* Data for this exercise
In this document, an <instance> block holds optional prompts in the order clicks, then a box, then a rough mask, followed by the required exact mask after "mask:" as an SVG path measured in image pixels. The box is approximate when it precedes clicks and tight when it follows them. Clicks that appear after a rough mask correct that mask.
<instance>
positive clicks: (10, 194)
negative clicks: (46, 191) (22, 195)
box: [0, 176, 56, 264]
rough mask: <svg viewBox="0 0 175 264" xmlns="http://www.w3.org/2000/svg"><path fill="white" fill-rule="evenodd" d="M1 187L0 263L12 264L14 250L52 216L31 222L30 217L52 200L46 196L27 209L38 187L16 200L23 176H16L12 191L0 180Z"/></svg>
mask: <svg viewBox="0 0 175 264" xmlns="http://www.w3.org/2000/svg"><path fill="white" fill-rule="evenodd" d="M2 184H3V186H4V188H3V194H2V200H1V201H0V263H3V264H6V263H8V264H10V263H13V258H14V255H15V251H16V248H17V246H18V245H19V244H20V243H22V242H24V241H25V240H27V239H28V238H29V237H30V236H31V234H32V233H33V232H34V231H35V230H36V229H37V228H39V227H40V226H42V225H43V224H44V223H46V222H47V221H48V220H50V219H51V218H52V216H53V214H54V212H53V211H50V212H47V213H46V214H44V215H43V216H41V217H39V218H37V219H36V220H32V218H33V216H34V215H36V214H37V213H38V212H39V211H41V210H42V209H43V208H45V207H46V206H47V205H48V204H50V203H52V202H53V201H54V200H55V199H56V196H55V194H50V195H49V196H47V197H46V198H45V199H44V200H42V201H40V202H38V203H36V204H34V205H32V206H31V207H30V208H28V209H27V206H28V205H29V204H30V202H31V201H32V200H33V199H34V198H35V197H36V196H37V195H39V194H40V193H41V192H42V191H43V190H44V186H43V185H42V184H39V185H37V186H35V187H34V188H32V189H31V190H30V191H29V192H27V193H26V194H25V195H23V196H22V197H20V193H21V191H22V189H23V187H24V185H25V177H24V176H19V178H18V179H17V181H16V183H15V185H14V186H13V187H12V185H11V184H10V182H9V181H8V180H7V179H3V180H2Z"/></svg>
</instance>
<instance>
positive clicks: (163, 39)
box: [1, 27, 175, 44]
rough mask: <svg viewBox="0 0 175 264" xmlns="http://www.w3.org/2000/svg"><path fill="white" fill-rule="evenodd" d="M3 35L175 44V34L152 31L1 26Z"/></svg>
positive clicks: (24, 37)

* Problem
Repeat back all entries verbatim.

* Task output
In this document, an <instance> block holds optional prompts in the order clicks, then a box, then a rough mask, followed by the required exact mask after "mask:" as an SVG path measured in image pixels. The box is approximate when it precedes clicks and tight when it follows them. Clicks that appear after a rough mask correct that mask.
<instance>
positive clicks: (10, 194)
negative clicks: (46, 191) (22, 195)
box: [0, 176, 56, 264]
rough mask: <svg viewBox="0 0 175 264" xmlns="http://www.w3.org/2000/svg"><path fill="white" fill-rule="evenodd" d="M1 187L0 263L12 264L14 250L52 216L31 222L30 217L52 200L46 196L27 209L38 187L16 200L23 176H16L12 191L0 180Z"/></svg>
mask: <svg viewBox="0 0 175 264" xmlns="http://www.w3.org/2000/svg"><path fill="white" fill-rule="evenodd" d="M2 184H3V186H4V188H3V194H2V200H1V201H0V263H3V264H6V263H8V264H10V263H13V258H14V255H15V251H16V248H17V246H18V245H19V244H20V243H22V242H24V241H25V240H27V239H28V238H29V237H30V236H31V234H32V233H33V232H34V231H35V230H36V229H37V228H39V227H40V226H42V225H43V224H44V223H46V222H47V221H48V220H50V219H51V218H52V216H53V214H54V212H53V211H50V212H47V213H46V214H44V215H43V216H41V217H39V218H37V219H36V220H32V218H33V216H34V215H36V214H37V213H38V212H39V211H41V210H42V209H43V208H45V207H46V206H47V205H48V204H50V203H52V202H53V201H54V200H55V199H56V196H55V194H50V195H49V196H47V197H46V198H45V199H44V200H42V201H40V202H38V203H36V204H34V205H32V206H31V207H30V208H28V209H27V206H28V205H29V204H30V202H31V201H32V200H33V199H34V198H35V197H36V196H37V195H39V194H40V193H41V192H42V191H43V190H44V186H43V185H42V184H39V185H37V186H35V187H34V188H32V189H31V190H30V191H29V192H27V193H26V194H25V195H23V196H22V197H20V193H21V191H22V189H23V187H24V185H25V177H24V176H19V178H18V179H17V181H16V183H15V185H14V186H13V187H12V185H11V184H10V182H9V181H8V180H7V179H3V180H2Z"/></svg>
</instance>
<instance>
positive clicks: (163, 39)
box: [1, 27, 175, 44]
rough mask: <svg viewBox="0 0 175 264" xmlns="http://www.w3.org/2000/svg"><path fill="white" fill-rule="evenodd" d="M3 35L175 44V34L152 31L1 26Z"/></svg>
positive clicks: (24, 37)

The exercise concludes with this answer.